Copy the stretch of lines below from the one containing "Q: Point out every instance of the horizon" through the one containing "x=576 y=497", and shift every coordinate in the answers by adding -54 to each x and y value. Keep the request lines and their sample coordinates unchanged.

◆ Input rows
————
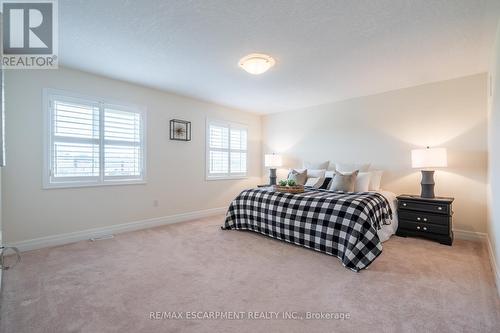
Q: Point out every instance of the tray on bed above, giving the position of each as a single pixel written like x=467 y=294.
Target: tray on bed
x=289 y=189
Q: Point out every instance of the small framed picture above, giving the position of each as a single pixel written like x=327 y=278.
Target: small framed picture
x=180 y=130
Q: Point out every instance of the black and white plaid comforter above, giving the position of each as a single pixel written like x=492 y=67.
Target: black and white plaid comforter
x=336 y=223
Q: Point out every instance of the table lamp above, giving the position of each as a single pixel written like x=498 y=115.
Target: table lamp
x=272 y=161
x=425 y=159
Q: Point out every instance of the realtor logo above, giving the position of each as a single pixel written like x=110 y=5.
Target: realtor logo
x=29 y=34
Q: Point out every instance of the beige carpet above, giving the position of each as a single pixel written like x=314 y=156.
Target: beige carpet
x=113 y=285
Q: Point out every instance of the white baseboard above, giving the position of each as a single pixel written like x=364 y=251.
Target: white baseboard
x=470 y=235
x=493 y=263
x=71 y=237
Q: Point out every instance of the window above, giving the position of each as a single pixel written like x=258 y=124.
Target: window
x=226 y=150
x=92 y=142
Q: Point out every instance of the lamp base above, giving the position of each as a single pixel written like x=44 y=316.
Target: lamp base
x=272 y=176
x=427 y=184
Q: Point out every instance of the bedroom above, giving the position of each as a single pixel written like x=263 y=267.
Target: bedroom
x=152 y=130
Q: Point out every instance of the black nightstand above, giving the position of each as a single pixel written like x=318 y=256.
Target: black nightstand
x=424 y=217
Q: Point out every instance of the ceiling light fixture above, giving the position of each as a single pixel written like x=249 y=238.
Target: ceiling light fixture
x=256 y=63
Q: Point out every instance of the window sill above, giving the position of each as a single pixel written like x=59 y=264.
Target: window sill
x=211 y=178
x=54 y=186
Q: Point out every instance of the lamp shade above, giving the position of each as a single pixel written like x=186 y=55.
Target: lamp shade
x=272 y=160
x=429 y=158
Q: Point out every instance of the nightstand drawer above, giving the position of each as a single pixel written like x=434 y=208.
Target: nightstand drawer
x=423 y=217
x=426 y=207
x=424 y=227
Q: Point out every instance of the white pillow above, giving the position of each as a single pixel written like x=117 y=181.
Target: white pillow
x=316 y=166
x=329 y=174
x=315 y=173
x=363 y=182
x=376 y=180
x=315 y=182
x=351 y=167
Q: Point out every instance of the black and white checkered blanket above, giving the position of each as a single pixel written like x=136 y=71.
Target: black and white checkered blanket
x=336 y=223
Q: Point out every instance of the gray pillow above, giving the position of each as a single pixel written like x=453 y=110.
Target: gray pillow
x=344 y=181
x=299 y=177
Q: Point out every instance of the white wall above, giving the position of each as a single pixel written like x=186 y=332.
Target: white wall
x=382 y=129
x=494 y=156
x=176 y=170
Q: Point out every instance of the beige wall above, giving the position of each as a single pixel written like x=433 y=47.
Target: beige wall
x=494 y=157
x=176 y=170
x=382 y=129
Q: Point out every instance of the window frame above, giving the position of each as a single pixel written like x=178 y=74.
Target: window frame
x=48 y=133
x=230 y=125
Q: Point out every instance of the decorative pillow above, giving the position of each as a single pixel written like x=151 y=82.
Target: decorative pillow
x=316 y=173
x=326 y=183
x=363 y=182
x=316 y=166
x=344 y=182
x=351 y=167
x=300 y=177
x=376 y=180
x=315 y=182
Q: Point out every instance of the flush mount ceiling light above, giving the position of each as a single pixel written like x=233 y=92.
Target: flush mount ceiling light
x=256 y=63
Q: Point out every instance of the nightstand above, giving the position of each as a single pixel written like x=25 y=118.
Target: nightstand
x=425 y=217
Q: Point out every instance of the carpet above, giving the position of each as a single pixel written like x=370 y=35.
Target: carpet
x=194 y=277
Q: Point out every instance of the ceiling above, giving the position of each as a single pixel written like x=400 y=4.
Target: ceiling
x=326 y=50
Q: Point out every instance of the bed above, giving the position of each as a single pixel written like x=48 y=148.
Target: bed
x=350 y=226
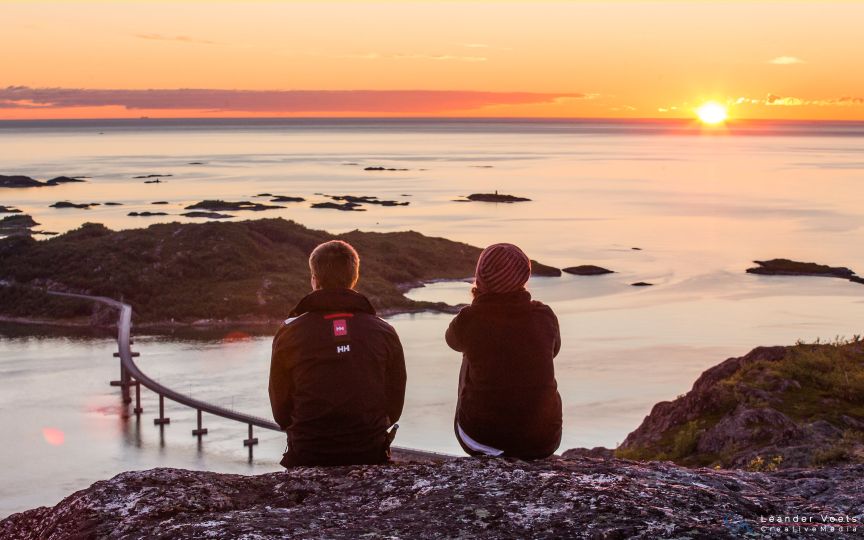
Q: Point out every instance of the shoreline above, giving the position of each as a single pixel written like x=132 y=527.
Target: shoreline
x=258 y=323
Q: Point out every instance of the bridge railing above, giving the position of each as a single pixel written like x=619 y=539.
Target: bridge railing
x=132 y=376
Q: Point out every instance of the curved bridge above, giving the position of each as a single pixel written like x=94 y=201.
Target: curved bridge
x=131 y=375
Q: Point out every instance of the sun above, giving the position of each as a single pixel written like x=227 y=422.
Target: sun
x=712 y=113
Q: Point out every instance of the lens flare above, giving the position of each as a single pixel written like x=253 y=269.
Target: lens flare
x=712 y=113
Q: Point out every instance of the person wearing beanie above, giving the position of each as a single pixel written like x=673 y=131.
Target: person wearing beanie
x=508 y=401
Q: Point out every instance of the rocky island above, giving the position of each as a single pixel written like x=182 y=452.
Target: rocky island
x=493 y=197
x=19 y=181
x=587 y=270
x=250 y=271
x=231 y=206
x=786 y=267
x=782 y=429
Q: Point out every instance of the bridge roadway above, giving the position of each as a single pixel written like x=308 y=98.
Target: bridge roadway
x=131 y=375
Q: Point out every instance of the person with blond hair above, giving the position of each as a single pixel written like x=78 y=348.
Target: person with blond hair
x=337 y=371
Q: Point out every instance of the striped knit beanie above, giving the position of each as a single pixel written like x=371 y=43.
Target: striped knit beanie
x=502 y=268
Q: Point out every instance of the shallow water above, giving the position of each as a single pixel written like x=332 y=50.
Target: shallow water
x=700 y=207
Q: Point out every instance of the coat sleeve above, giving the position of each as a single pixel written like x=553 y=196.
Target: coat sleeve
x=453 y=335
x=281 y=386
x=395 y=380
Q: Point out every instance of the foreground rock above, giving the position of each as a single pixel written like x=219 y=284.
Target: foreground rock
x=465 y=498
x=785 y=267
x=774 y=408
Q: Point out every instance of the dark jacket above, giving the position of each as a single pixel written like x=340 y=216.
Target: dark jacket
x=509 y=397
x=337 y=379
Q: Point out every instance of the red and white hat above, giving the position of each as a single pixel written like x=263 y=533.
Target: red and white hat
x=502 y=268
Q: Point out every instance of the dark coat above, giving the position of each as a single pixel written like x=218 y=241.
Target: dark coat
x=337 y=379
x=509 y=398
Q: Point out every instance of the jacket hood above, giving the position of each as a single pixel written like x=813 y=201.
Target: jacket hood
x=508 y=298
x=347 y=300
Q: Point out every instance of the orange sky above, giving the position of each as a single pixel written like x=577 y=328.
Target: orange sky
x=800 y=60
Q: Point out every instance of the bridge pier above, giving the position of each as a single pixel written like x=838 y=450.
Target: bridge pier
x=250 y=442
x=162 y=420
x=137 y=410
x=200 y=431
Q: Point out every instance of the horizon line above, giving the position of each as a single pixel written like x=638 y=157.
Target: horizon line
x=694 y=120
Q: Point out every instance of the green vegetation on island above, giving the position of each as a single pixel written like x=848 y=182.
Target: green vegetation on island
x=252 y=271
x=776 y=407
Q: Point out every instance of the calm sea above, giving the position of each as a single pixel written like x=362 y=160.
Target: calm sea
x=700 y=205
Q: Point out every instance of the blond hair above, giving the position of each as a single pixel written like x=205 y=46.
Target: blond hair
x=335 y=265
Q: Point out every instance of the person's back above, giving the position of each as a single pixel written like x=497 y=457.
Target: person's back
x=508 y=399
x=337 y=375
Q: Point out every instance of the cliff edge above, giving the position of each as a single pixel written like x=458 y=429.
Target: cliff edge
x=576 y=497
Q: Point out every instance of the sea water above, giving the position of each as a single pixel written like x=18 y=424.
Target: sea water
x=701 y=206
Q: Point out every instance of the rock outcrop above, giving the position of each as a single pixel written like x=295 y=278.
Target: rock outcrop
x=249 y=271
x=587 y=270
x=18 y=181
x=774 y=408
x=466 y=498
x=231 y=206
x=495 y=197
x=785 y=267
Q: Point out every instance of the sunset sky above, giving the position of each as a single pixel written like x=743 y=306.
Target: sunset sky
x=799 y=60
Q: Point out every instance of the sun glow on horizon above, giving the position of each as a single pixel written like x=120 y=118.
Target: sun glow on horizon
x=712 y=113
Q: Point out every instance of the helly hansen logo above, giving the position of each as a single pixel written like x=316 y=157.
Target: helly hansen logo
x=340 y=327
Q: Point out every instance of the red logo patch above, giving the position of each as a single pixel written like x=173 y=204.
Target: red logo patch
x=340 y=327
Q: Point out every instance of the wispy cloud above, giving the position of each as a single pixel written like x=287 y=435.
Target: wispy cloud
x=774 y=100
x=413 y=56
x=275 y=101
x=183 y=39
x=785 y=61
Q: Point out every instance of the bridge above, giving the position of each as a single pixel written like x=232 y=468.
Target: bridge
x=131 y=376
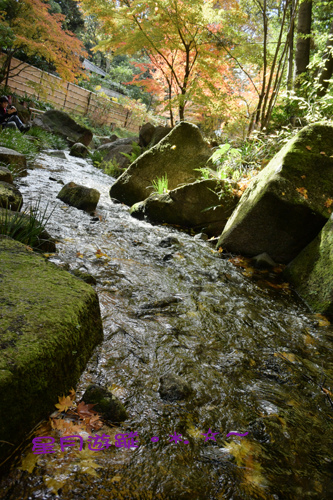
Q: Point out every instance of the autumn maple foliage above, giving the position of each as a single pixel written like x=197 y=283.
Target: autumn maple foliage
x=188 y=66
x=28 y=26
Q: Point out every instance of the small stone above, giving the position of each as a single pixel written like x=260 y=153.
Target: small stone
x=105 y=403
x=201 y=236
x=173 y=387
x=168 y=242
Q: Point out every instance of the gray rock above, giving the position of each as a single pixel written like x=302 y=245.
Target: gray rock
x=105 y=403
x=263 y=261
x=62 y=124
x=24 y=223
x=146 y=134
x=79 y=150
x=81 y=197
x=17 y=160
x=311 y=272
x=10 y=197
x=178 y=156
x=283 y=208
x=194 y=205
x=50 y=325
x=174 y=388
x=6 y=175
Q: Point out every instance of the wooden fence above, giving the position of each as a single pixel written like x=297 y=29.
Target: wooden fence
x=26 y=80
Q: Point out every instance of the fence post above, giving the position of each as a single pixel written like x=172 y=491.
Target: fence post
x=89 y=99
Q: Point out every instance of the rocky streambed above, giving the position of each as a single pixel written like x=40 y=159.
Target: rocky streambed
x=195 y=348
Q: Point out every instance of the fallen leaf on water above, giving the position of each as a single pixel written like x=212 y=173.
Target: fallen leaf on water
x=29 y=462
x=303 y=192
x=286 y=355
x=64 y=403
x=322 y=320
x=55 y=483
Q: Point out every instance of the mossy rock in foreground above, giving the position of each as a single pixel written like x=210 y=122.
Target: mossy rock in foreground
x=50 y=323
x=287 y=204
x=312 y=271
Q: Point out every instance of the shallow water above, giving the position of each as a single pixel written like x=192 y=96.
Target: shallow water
x=255 y=358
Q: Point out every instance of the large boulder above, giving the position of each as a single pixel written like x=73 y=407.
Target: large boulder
x=285 y=206
x=79 y=150
x=6 y=175
x=50 y=323
x=146 y=134
x=10 y=196
x=62 y=124
x=17 y=160
x=195 y=205
x=159 y=133
x=26 y=228
x=81 y=197
x=178 y=156
x=311 y=272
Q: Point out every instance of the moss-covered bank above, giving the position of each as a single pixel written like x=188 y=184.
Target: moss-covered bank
x=49 y=325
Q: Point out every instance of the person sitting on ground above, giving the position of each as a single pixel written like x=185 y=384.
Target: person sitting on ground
x=8 y=118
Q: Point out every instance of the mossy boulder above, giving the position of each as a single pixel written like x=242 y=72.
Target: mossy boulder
x=79 y=150
x=178 y=156
x=62 y=124
x=81 y=197
x=10 y=196
x=105 y=403
x=311 y=272
x=17 y=160
x=26 y=229
x=6 y=175
x=287 y=204
x=196 y=205
x=50 y=323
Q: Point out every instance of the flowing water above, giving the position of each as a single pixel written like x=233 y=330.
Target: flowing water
x=257 y=361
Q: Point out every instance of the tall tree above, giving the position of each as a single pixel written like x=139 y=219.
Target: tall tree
x=175 y=34
x=28 y=26
x=302 y=56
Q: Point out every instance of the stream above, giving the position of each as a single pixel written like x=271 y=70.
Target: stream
x=256 y=359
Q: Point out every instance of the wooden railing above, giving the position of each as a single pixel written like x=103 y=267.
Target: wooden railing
x=26 y=80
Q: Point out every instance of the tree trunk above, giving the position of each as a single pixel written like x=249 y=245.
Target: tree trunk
x=327 y=71
x=302 y=56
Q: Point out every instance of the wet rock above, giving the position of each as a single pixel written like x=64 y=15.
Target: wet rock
————
◆ Result of this exercise
Q: Point out every instance of the horizon line above, giving the position of each as a single pixel written like x=638 y=157.
Target: horizon line
x=640 y=66
Q: Point out every instance of the green vegetation on island above, giving the position of each as a single pixel written like x=848 y=182.
Target: green vegetation on island
x=198 y=217
x=722 y=353
Q: Point out every instance of the calm sea above, giving the position of each as a single pixel written like x=362 y=160.
Target: calm sea
x=646 y=151
Q: Point out every instance of the blond hair above, giving the position of each as a single pixel written like x=205 y=46.
Target: blond hair
x=281 y=211
Q: Point out every instance of the person's back above, giving the position of each as a single pixel written like x=497 y=457.
Target: person's back
x=454 y=345
x=283 y=321
Q: Point out every instance of the cliff edge above, giving the position of each as a single pixel written like x=458 y=429.
Target: cliff edge
x=522 y=443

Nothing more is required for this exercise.